* _The exercise_: Could you write out these rows again, substituting "mist over hills" for every occurrence of "haze over mountains" and leaving everything else unchanged?

━━━━━━━━━━

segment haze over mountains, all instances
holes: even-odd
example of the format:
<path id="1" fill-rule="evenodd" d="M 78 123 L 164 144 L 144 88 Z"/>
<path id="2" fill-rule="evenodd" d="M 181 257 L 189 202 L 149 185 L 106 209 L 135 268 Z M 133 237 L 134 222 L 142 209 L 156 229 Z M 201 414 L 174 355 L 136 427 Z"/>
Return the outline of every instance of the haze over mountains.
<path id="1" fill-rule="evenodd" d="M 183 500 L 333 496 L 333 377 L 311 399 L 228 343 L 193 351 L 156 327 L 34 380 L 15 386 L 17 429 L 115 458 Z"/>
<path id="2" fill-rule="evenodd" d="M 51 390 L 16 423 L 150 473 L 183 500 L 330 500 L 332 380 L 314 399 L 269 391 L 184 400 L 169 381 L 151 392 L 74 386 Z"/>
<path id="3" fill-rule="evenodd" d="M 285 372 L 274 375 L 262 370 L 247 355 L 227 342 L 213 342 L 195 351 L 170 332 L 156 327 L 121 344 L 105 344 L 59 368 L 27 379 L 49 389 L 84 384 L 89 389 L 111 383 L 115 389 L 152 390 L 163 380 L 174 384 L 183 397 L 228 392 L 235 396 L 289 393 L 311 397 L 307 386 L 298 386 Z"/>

━━━━━━━━━━

* _Answer to this exercise_:
segment mist over hills, all instances
holes: even-odd
example of the format:
<path id="1" fill-rule="evenodd" d="M 78 123 L 164 144 L 144 88 Z"/>
<path id="2" fill-rule="evenodd" d="M 181 257 L 189 202 L 149 185 L 106 209 L 135 268 Z M 133 237 L 134 222 L 142 209 L 156 229 Z M 201 414 L 174 355 L 136 427 Z"/>
Return the outline of every instance of the mist over hills.
<path id="1" fill-rule="evenodd" d="M 183 500 L 333 496 L 333 377 L 311 399 L 228 343 L 193 351 L 156 327 L 34 380 L 15 386 L 17 429 L 115 458 Z"/>
<path id="2" fill-rule="evenodd" d="M 51 390 L 16 423 L 150 473 L 183 500 L 330 500 L 332 380 L 314 399 L 269 391 L 184 400 L 169 381 L 151 392 L 74 386 Z"/>
<path id="3" fill-rule="evenodd" d="M 285 372 L 274 375 L 262 370 L 247 355 L 227 342 L 213 342 L 195 351 L 170 332 L 156 327 L 121 344 L 105 344 L 59 368 L 27 379 L 49 389 L 84 384 L 89 389 L 111 383 L 115 389 L 152 390 L 163 380 L 174 384 L 183 397 L 228 392 L 235 396 L 289 393 L 311 397 L 307 386 L 298 386 Z"/>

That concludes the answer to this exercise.